(Image point grounding data)
----

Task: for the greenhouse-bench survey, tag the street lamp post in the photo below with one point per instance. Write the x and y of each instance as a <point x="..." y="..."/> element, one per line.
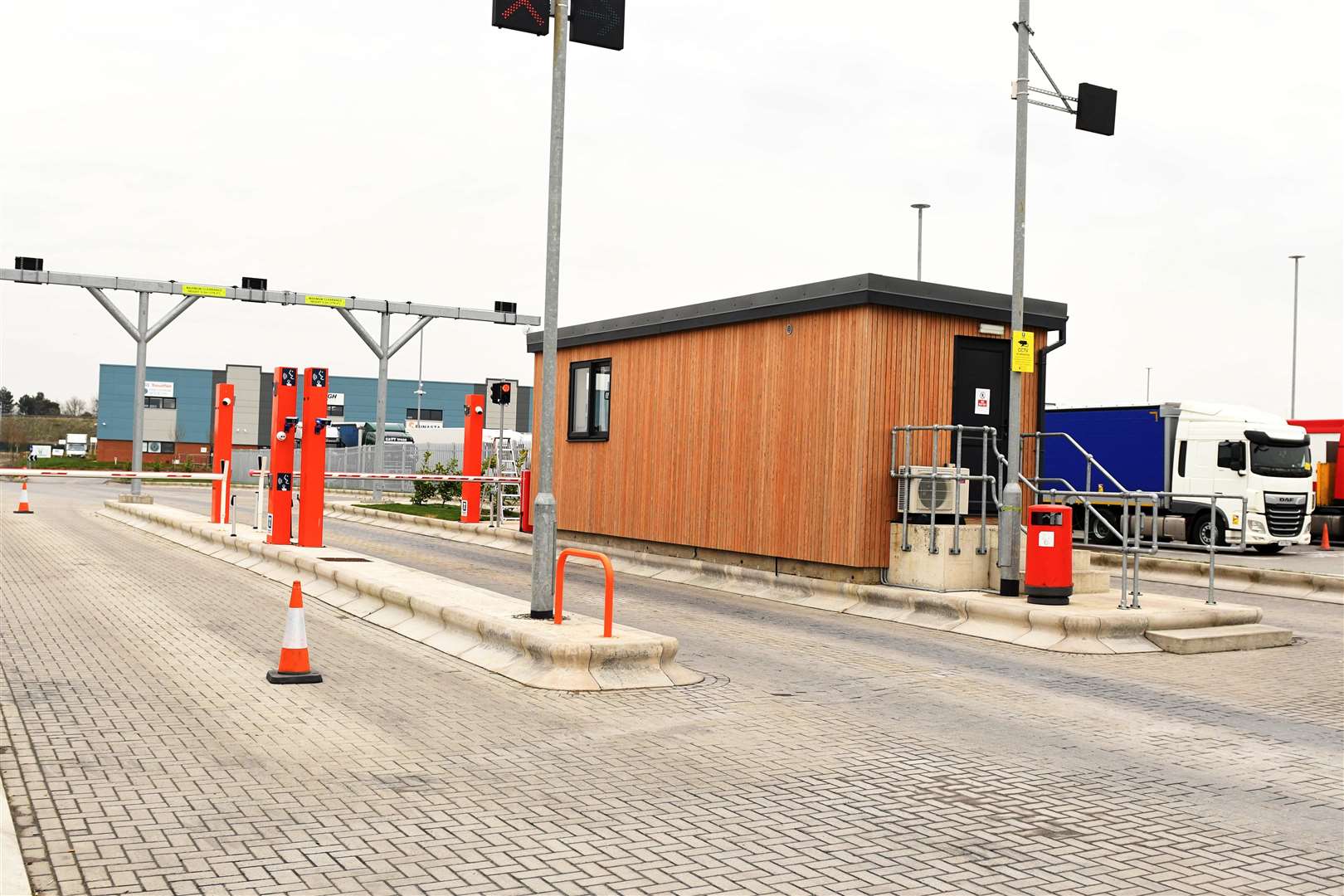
<point x="919" y="207"/>
<point x="1292" y="397"/>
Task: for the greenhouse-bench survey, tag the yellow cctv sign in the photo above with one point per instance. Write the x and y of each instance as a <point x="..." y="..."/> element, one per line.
<point x="194" y="289"/>
<point x="329" y="301"/>
<point x="1023" y="351"/>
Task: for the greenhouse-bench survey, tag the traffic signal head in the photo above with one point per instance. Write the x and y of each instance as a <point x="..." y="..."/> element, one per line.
<point x="600" y="23"/>
<point x="533" y="17"/>
<point x="1096" y="110"/>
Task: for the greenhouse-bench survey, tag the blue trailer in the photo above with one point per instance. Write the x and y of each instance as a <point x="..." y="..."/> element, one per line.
<point x="1131" y="442"/>
<point x="1257" y="465"/>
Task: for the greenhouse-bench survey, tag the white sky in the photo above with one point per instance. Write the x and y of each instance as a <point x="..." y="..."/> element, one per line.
<point x="399" y="151"/>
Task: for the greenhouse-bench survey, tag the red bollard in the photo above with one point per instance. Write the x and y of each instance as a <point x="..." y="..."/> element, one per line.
<point x="312" y="489"/>
<point x="474" y="429"/>
<point x="524" y="514"/>
<point x="284" y="405"/>
<point x="222" y="451"/>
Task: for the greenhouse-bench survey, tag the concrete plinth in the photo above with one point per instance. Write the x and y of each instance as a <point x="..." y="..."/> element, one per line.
<point x="941" y="571"/>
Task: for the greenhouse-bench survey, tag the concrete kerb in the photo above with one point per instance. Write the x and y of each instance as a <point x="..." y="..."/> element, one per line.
<point x="14" y="872"/>
<point x="1090" y="626"/>
<point x="479" y="626"/>
<point x="1277" y="583"/>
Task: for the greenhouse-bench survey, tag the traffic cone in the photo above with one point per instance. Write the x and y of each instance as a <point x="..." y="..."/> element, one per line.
<point x="23" y="500"/>
<point x="293" y="652"/>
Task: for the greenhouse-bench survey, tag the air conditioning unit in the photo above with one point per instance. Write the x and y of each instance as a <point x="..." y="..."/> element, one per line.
<point x="930" y="494"/>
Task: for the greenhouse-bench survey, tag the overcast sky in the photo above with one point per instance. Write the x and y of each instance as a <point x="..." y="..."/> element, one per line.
<point x="399" y="151"/>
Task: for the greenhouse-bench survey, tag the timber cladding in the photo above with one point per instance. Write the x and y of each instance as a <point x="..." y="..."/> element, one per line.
<point x="752" y="438"/>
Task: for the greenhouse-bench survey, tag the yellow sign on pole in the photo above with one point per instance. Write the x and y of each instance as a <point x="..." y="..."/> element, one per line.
<point x="192" y="289"/>
<point x="1023" y="351"/>
<point x="329" y="301"/>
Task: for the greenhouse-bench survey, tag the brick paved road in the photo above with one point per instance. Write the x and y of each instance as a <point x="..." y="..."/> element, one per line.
<point x="143" y="751"/>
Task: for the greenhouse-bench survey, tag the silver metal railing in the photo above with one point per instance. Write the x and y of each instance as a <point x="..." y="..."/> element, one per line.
<point x="1131" y="505"/>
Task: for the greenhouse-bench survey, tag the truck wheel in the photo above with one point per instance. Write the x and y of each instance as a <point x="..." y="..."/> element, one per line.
<point x="1199" y="533"/>
<point x="1097" y="531"/>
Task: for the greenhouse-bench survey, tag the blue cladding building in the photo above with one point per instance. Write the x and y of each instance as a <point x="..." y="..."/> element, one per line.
<point x="179" y="406"/>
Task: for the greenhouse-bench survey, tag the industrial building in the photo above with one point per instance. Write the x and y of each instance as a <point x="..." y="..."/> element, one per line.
<point x="757" y="429"/>
<point x="179" y="407"/>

----

YOUR INSTRUCTIONS:
Restate the records above in full and word for word, but do not carry over any pictures.

EXPECTED ANSWER:
Task: for the greenhouse-bench survey, tag the street lamp post in the photo below with one point per instance. Write the x and y of each instance as a <point x="..." y="..."/> element, one per line.
<point x="919" y="207"/>
<point x="1292" y="397"/>
Task: for the greenhouse-bench survey, tag the yellow cctv sign in the photo above with one point per instance. Write the x and y of each instance as a <point x="..." y="..."/> element, one per line.
<point x="194" y="289"/>
<point x="329" y="301"/>
<point x="1023" y="351"/>
Task: for the greenhouse-bench survey, tag the traffic signal head in the photo above with one point per instance. Write the x and y of each instance as a <point x="..." y="..."/> element, one per line.
<point x="600" y="23"/>
<point x="533" y="17"/>
<point x="1096" y="110"/>
Task: for the greenhouse-bench survey, tag the blue trailer in the photo above with one point per instance. Write the x and y of each instance as a <point x="..." y="..."/> element, one per line.
<point x="1131" y="442"/>
<point x="1257" y="465"/>
Task: for the greenhouse-bench survey, tag the white sky in the photo above with one point per instance. Write the x and y of each instance as a <point x="..." y="..."/> element, one per line.
<point x="399" y="151"/>
Task: for the greenhouse-bench survey, tag the red bollard in the photo above with one point per instance. Write the x and y of each instance as a <point x="..." y="..."/> element, one per line.
<point x="312" y="489"/>
<point x="474" y="429"/>
<point x="524" y="514"/>
<point x="284" y="405"/>
<point x="222" y="451"/>
Task: for the greenhouse-bench survey, tag the concrete plinth in the photo above with one point per instance. Write the x and y of each instance as a <point x="..." y="..."/> element, one per line.
<point x="941" y="571"/>
Task: for the greenhouse-bench survey, tag the concrete kerb in the photo above with one point per instance. Write the x and y of each instance as a <point x="..." y="..."/> element, one per line.
<point x="14" y="872"/>
<point x="1090" y="626"/>
<point x="479" y="626"/>
<point x="1277" y="583"/>
Task: for the greenhouse-bench survey, tag the traffic cone in the photo above with one point per instance. Write the x and y of each instance as a <point x="..." y="..."/> element, one per line.
<point x="23" y="500"/>
<point x="293" y="652"/>
Task: for the greenhouse-bench survey, tag the air conditioning unit in the photo above with one point per instance. Write the x and y of each instance as a <point x="..." y="..."/> element, one per line.
<point x="930" y="494"/>
Task: for the greenhouse-bench survey, tag the overcast sky in the photo above with one point per instance. Write the x and y of each instance as a <point x="..." y="..."/> element, one per line.
<point x="399" y="151"/>
Task: for the greenhouse-bench survey, tag the timber cladding in the photo above with one point per instance. Write the x and y of each instance as a <point x="..." y="..."/> element, one per line.
<point x="752" y="438"/>
Task: for the greenhouse-bench survey, tag the yellow sign on pole in the photo above with one point per instance. Write the x and y of each instance as a <point x="..." y="..."/> element, one per line.
<point x="192" y="289"/>
<point x="1023" y="351"/>
<point x="329" y="301"/>
Task: for the greenhouse-bench survey, tag the brick paved road in the photo above with one point per instance. Write the x and y of each instance as a <point x="..." y="..."/> element, one per line.
<point x="143" y="751"/>
Task: for the greenhouse-bench survey, tag the silver metal railing in the photo above with one point per instance. Write the x and y of each instance as a <point x="..." y="..."/> element, one per line.
<point x="1131" y="505"/>
Task: for the greenhouse-bench survey, tag the truck wheel in the photo above with one point per instance. Write the x and y of each instance as a <point x="..." y="..."/> element, one per line.
<point x="1199" y="533"/>
<point x="1097" y="531"/>
Task: for the greenhouse-bench survey, tag the blue cladding building in the photo above with one point per instance. Write the x and y of each instance as a <point x="..." y="..."/> element, one per line.
<point x="179" y="406"/>
Task: for the greenhouse-bench survey, tag the industrial building in the photo above with one point per instance. Write the x and y of each instance as a <point x="..." y="..."/> element, one per line.
<point x="757" y="429"/>
<point x="179" y="407"/>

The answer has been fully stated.